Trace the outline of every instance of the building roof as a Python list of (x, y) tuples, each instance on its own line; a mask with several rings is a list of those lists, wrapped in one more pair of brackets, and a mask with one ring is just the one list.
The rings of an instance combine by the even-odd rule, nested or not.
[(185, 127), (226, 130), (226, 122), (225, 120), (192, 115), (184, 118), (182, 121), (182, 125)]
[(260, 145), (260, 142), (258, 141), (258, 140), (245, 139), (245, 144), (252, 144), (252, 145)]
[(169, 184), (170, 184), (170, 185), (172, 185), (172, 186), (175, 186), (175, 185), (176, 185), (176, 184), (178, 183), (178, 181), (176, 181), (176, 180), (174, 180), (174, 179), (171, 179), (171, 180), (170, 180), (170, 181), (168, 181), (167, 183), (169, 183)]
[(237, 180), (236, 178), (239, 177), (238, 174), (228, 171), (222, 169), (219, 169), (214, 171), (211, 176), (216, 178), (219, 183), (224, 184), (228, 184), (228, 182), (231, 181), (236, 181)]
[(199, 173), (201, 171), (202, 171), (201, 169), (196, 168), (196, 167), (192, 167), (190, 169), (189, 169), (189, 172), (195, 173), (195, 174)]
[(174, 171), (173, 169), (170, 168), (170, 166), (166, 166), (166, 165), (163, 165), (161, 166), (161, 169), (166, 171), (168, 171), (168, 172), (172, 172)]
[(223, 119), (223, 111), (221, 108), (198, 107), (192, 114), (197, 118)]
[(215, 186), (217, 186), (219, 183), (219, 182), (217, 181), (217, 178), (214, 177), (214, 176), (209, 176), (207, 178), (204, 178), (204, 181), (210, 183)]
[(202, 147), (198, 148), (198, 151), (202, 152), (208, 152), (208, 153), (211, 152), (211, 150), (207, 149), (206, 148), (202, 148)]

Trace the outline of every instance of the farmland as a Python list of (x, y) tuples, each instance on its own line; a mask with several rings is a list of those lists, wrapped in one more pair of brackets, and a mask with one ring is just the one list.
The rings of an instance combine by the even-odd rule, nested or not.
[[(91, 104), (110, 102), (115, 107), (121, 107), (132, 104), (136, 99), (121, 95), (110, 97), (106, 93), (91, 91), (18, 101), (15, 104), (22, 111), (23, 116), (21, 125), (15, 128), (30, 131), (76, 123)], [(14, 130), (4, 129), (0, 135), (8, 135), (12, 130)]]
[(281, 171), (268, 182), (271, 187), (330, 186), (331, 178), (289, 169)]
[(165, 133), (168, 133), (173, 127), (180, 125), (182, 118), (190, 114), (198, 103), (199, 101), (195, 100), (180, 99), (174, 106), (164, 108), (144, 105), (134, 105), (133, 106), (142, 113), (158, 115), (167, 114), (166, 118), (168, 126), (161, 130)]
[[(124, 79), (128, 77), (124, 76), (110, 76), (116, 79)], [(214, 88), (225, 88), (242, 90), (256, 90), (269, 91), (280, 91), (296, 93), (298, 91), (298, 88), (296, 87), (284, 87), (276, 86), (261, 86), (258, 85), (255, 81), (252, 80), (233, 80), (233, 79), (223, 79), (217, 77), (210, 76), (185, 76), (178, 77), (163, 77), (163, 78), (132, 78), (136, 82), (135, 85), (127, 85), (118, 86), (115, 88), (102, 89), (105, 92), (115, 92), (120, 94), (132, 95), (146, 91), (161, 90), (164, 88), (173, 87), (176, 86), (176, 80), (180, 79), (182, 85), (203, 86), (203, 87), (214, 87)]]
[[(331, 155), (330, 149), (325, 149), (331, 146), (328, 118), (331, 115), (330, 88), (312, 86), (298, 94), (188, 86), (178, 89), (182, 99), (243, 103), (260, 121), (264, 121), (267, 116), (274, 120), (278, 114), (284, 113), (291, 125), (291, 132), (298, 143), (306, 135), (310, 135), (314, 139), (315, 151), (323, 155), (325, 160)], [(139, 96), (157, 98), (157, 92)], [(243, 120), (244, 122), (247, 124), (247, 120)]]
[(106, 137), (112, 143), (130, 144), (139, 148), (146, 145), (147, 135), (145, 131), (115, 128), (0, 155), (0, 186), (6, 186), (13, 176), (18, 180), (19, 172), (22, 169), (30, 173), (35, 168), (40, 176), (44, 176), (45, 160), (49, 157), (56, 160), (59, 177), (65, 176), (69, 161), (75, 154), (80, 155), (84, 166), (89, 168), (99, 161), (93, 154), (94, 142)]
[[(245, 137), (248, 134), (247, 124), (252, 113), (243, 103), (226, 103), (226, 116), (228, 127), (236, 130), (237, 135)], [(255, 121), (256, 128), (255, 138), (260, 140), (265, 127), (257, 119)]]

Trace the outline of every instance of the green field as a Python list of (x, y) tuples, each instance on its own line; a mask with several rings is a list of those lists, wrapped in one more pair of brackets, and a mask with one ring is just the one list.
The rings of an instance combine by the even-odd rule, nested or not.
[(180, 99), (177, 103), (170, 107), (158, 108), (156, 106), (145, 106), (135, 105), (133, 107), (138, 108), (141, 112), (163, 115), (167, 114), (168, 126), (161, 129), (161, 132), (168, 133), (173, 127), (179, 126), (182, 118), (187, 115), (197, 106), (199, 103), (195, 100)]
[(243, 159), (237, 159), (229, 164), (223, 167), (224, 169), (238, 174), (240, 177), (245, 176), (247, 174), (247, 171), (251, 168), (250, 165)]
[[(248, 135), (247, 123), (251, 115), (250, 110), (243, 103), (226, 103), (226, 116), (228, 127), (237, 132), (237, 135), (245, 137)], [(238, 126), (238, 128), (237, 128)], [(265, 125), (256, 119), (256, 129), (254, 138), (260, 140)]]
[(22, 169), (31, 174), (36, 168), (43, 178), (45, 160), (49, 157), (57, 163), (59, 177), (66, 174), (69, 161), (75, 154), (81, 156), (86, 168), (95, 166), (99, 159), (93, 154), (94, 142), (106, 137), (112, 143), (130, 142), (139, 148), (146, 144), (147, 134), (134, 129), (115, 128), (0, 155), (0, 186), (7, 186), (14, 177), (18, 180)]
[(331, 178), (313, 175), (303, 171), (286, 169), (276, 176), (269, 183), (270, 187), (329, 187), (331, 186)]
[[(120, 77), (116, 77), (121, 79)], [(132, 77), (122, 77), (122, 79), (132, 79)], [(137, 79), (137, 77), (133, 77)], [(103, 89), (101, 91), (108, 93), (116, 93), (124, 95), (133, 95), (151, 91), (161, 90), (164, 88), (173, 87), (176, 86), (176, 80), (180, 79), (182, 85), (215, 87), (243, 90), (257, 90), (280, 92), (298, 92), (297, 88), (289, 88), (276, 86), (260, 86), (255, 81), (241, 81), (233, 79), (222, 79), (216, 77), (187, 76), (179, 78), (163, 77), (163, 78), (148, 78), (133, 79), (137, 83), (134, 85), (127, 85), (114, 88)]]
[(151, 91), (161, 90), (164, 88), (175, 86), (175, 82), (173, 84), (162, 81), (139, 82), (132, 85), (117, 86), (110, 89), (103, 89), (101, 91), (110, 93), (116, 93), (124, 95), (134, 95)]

__INSTRUCTIONS TO FOLLOW__.
Please copy out again the lines starting at the one that contains "Trace the outline of every instance of the green" and ending at the one that contains "168), (250, 165)]", offsetting every x and y coordinate in the answers by adding 23.

__EXERCISE RESULT__.
Trace the outline of every instance of the green field as a Python list of (x, y) tuples, each instance on its own line; a mask with several rings is a list of those lists, wrapped in one more pair of brackets, and a mask with one ring is just the one list.
The rings of an instance combine by the even-odd rule, nested or not.
[(203, 122), (200, 126), (193, 130), (181, 131), (179, 129), (168, 129), (158, 128), (156, 130), (161, 131), (164, 135), (186, 138), (190, 137), (191, 149), (184, 152), (184, 155), (191, 156), (196, 150), (202, 149), (205, 141), (210, 138), (220, 129), (222, 126), (218, 123)]
[(266, 182), (260, 182), (252, 187), (246, 190), (247, 192), (261, 197), (263, 200), (268, 199), (270, 197), (270, 194), (274, 191), (273, 188)]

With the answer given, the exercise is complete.